[BEGIN Exercise materials]
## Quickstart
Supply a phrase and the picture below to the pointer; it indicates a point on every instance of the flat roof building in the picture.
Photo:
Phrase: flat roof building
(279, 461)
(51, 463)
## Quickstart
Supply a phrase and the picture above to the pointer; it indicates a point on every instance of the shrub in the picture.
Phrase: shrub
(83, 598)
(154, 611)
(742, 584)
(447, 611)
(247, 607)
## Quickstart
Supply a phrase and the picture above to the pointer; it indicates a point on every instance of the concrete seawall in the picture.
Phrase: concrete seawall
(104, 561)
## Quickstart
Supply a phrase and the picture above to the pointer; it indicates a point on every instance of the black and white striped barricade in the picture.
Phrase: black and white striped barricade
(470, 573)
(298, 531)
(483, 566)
[END Exercise materials]
[BEGIN Exercise materials]
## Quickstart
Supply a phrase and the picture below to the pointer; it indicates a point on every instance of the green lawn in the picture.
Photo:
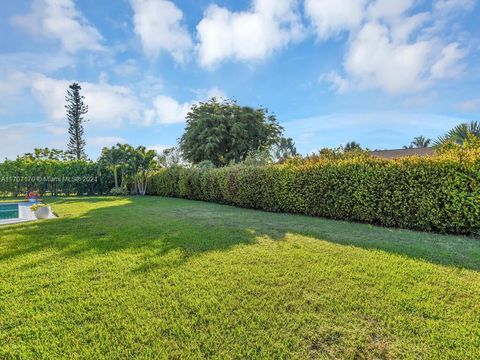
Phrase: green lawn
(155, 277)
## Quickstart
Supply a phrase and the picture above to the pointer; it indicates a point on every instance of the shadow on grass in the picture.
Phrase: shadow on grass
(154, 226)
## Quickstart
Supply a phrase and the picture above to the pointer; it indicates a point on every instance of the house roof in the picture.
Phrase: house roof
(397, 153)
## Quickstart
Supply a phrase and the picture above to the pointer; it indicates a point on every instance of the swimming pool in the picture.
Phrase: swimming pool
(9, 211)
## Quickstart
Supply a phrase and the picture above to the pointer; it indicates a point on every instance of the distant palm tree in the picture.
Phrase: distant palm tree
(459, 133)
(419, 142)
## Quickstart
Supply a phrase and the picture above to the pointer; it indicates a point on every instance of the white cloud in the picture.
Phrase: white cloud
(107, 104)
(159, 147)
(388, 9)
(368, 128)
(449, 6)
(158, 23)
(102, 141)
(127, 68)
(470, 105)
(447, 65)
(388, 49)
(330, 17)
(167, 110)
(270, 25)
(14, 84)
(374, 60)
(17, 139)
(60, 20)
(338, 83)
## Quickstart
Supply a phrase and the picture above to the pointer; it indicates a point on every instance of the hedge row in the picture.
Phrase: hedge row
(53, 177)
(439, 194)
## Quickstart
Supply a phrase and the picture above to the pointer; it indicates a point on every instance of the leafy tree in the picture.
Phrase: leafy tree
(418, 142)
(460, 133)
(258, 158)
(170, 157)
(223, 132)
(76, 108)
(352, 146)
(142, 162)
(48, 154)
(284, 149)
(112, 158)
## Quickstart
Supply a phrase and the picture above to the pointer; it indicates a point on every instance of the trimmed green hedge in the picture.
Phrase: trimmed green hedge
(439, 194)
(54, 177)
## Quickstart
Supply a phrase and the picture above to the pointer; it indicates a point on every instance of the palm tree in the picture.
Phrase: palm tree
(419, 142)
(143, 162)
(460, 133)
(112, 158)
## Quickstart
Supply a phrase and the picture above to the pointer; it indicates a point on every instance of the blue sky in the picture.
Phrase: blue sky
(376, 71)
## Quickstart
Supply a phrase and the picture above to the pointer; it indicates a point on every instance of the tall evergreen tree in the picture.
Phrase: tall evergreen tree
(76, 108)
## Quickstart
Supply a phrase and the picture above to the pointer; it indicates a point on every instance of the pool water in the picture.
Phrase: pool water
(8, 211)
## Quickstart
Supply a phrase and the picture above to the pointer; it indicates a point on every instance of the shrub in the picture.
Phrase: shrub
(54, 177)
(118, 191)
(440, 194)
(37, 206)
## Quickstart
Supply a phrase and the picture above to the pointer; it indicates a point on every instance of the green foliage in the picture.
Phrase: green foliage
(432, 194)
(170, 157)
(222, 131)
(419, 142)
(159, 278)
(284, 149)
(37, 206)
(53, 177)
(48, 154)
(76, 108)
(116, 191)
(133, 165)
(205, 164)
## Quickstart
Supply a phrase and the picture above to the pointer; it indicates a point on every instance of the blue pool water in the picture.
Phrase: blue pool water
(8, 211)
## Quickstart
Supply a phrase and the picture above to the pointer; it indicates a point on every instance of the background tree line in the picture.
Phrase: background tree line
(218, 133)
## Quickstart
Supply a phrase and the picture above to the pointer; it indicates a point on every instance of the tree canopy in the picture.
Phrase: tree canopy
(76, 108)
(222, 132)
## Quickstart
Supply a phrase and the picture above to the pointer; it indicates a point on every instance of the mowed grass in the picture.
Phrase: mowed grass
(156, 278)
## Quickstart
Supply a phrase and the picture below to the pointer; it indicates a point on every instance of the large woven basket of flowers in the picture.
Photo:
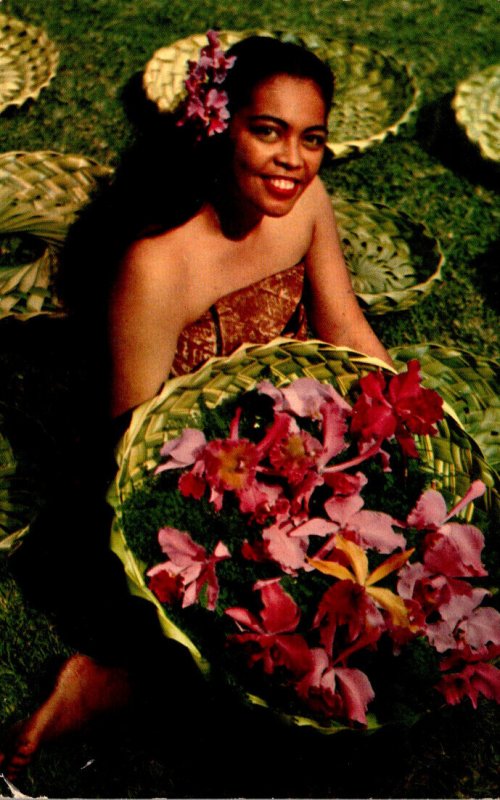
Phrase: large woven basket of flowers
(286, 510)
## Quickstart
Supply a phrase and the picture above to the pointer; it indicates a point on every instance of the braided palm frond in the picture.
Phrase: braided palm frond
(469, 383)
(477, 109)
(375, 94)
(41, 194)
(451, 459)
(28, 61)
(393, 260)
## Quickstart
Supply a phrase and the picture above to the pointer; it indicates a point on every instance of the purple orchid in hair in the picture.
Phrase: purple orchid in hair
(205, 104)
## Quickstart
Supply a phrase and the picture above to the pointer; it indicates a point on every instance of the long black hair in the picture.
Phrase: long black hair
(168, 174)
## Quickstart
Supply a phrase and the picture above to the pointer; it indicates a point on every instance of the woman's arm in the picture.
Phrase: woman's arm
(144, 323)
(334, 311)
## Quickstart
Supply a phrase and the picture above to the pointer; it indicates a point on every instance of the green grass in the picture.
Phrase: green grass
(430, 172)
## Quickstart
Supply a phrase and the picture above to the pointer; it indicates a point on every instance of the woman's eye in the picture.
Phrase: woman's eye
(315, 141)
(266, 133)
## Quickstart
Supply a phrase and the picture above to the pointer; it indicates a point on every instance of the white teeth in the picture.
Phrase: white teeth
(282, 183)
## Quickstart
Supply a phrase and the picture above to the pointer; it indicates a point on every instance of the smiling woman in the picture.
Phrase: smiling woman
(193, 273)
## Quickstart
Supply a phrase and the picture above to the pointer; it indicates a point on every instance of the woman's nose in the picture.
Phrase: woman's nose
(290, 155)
[END Exercise materials]
**Given instruction:** Gather every line in the rows above that contains the word "flowers" and copy each one in full. Case counts.

**Answer to this task:**
Supply a phrase and the picture below to the pointer; it indicates a point on every instance of the large woven basket of flowers in the picture.
Phrase: large woven basket of flowers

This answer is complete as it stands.